Below are some records. Return exactly the lines from the one containing "of the terracotta" through the one containing "of the hillside?", both included, and only those.

***** Exercise inputs

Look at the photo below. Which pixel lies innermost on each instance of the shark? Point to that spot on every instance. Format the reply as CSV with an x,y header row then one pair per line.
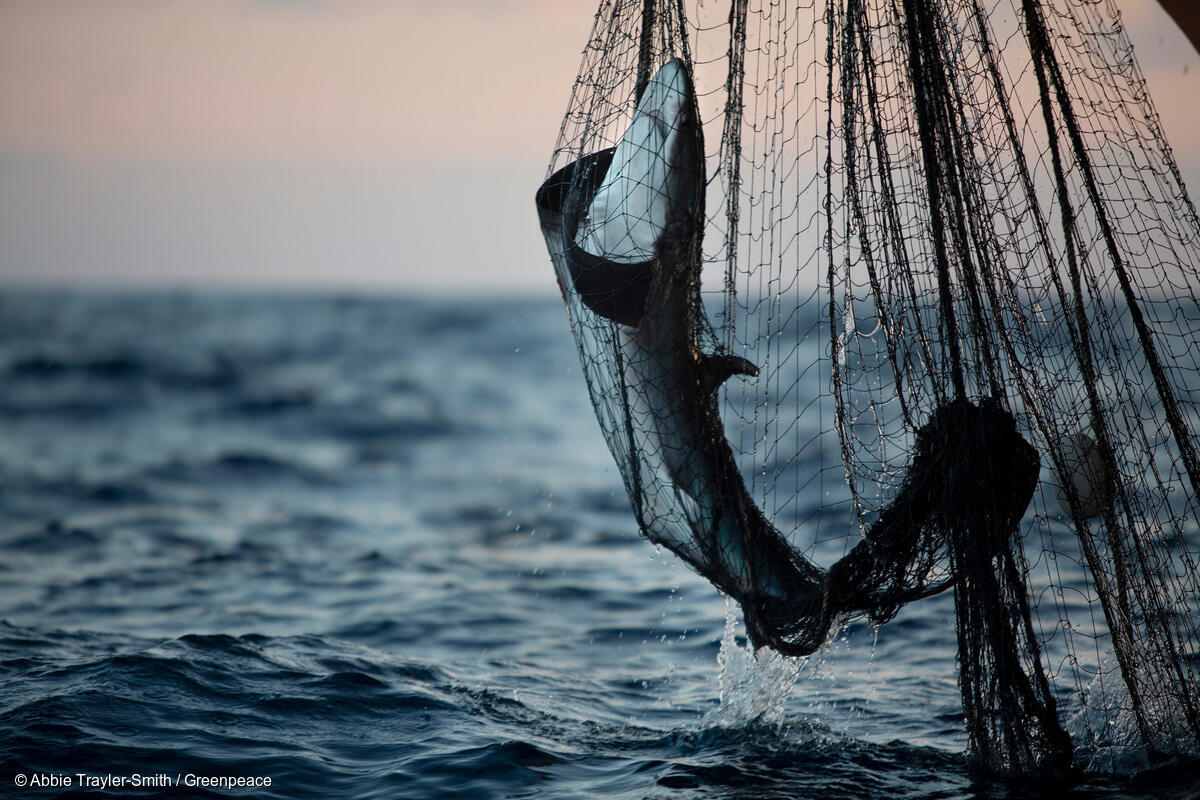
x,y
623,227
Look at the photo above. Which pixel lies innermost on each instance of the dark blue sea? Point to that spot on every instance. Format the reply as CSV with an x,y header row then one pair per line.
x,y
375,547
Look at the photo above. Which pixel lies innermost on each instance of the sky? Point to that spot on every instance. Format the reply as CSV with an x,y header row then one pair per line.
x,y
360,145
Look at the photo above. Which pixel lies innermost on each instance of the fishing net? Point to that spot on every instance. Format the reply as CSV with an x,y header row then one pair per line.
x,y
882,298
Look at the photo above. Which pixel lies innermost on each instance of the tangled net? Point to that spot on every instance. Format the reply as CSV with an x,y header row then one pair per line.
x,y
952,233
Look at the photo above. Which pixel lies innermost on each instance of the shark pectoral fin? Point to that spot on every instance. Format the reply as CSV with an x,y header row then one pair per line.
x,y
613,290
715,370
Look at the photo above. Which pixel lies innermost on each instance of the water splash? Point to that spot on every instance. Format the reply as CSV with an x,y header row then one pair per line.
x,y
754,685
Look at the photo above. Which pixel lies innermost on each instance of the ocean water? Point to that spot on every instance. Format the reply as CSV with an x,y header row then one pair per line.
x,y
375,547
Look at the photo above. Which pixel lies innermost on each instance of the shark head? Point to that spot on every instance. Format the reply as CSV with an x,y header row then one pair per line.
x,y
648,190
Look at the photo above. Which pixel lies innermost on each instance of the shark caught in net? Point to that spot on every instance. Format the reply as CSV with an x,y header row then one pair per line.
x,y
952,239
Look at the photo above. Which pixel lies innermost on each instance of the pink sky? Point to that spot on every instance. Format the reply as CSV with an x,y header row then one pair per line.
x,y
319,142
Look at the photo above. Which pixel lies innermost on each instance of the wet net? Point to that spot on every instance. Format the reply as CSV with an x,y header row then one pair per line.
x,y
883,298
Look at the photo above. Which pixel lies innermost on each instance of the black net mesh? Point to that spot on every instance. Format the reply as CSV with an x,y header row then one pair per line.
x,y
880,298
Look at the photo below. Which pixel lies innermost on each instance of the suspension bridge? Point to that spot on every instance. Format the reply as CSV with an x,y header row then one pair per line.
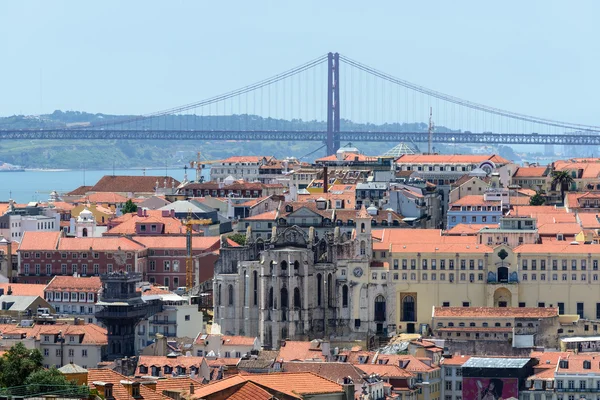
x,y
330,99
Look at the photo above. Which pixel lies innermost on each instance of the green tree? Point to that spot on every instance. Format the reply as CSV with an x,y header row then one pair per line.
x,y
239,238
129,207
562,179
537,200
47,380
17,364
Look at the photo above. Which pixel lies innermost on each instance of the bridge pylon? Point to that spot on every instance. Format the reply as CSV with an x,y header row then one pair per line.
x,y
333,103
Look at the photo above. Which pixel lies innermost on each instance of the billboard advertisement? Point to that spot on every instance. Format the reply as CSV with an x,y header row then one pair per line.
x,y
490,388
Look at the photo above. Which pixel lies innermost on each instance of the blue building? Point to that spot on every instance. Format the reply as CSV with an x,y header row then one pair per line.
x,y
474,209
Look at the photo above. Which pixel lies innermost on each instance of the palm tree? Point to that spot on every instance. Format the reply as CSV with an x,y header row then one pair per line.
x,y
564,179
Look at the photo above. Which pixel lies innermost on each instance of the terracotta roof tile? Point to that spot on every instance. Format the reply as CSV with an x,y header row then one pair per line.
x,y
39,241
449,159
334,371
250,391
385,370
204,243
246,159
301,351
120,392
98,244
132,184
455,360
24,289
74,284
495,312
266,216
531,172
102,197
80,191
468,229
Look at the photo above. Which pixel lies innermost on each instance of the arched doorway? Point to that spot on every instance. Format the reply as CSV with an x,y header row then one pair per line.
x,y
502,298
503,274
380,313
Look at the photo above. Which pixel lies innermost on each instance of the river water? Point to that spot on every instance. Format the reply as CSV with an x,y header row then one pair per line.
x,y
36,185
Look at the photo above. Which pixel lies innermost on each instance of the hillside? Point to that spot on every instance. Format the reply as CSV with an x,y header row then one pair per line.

**********
***** Exercise inputs

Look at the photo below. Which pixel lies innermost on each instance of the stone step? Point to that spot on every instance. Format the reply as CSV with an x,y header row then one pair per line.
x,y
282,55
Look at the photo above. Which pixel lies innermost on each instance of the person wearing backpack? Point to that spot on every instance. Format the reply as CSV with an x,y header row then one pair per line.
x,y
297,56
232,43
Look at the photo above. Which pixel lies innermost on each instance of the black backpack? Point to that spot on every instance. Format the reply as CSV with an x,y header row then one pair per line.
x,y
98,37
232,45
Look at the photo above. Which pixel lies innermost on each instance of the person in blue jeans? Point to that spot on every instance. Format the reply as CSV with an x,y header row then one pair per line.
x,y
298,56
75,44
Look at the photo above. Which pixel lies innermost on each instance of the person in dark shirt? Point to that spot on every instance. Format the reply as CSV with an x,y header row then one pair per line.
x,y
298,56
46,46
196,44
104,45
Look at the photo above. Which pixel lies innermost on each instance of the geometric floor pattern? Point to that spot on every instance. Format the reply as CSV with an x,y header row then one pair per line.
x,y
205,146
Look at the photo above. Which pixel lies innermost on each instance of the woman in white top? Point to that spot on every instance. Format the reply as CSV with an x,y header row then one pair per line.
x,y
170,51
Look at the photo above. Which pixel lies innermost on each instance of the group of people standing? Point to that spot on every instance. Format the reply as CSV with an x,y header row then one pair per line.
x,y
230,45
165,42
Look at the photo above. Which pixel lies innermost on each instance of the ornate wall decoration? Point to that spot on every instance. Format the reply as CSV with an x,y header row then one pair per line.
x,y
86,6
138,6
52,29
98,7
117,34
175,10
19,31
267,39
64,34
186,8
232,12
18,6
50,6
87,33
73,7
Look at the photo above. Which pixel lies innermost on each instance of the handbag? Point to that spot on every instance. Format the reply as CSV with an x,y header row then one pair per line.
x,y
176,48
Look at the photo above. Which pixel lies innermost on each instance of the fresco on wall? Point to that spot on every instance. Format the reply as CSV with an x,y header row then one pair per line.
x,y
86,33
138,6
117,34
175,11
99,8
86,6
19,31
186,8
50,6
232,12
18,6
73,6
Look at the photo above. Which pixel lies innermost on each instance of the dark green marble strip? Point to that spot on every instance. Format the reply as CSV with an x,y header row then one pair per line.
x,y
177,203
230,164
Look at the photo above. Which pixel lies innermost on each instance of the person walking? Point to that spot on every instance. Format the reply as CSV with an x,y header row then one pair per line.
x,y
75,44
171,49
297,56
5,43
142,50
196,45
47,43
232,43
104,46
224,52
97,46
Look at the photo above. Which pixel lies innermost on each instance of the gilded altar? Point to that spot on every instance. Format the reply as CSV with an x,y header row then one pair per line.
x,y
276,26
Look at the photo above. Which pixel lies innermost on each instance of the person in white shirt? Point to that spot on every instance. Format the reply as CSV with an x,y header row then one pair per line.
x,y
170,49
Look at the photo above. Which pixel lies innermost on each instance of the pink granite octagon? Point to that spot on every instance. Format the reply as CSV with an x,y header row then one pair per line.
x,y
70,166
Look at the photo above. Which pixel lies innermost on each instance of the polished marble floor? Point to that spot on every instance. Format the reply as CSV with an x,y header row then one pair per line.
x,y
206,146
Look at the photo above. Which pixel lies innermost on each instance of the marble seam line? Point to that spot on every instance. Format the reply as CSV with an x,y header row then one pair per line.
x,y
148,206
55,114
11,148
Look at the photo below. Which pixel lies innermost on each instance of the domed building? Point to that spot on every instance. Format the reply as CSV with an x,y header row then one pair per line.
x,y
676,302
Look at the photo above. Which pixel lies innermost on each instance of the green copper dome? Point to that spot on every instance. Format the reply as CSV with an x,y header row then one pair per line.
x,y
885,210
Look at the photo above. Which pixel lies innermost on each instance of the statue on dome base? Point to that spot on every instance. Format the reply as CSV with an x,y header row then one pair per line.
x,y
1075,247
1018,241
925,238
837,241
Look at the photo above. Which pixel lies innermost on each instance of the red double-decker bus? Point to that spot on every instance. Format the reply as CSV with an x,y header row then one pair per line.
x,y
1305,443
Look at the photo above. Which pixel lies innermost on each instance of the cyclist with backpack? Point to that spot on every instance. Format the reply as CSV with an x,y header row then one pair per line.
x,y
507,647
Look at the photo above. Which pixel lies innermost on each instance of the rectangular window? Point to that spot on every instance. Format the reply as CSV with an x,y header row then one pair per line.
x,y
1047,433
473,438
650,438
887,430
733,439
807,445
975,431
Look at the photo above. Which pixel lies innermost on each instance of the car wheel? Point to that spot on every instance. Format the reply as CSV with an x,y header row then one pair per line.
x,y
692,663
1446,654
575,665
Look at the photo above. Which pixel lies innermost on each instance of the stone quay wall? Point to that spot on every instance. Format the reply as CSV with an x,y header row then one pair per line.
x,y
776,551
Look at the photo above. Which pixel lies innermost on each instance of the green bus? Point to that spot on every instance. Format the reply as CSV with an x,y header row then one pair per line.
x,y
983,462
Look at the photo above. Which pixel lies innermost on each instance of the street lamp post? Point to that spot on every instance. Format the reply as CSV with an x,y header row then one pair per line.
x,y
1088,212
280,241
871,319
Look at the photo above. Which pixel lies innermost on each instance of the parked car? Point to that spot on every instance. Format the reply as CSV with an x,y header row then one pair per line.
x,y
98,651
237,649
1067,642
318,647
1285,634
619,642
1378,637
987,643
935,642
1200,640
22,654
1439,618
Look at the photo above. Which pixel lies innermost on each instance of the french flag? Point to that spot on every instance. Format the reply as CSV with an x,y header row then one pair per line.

**********

● Problem solution:
Look at the photo above. Which pixel lies innermost on each instance of the terracotta roof tile? Point to that spot on every instance. Format the reply as CSV with an x,y header row then one pair per line.
x,y
39,241
449,159
334,371
250,391
385,370
204,243
246,159
301,351
120,392
98,244
132,184
455,360
24,289
74,284
495,312
266,216
531,172
102,197
80,191
468,229
Look at the photo above. Which pixel lies innermost on each instance of the arched doorway? Point to that spot on every instance. Format the reply as CSV with an x,y header row then one pair per line.
x,y
502,298
503,274
380,313
Look at the photo above. Which pixel lies innermost on each instance of the river water? Point to that spot on every instance. Format the reply as CSV with an x,y header row then one pair per line.
x,y
36,185
Look at the photo above. Which pixel lies innermost on each instance of the hillside? Point to that spot on every instance. Format the reply as CSV with an x,y header row then one pair per line.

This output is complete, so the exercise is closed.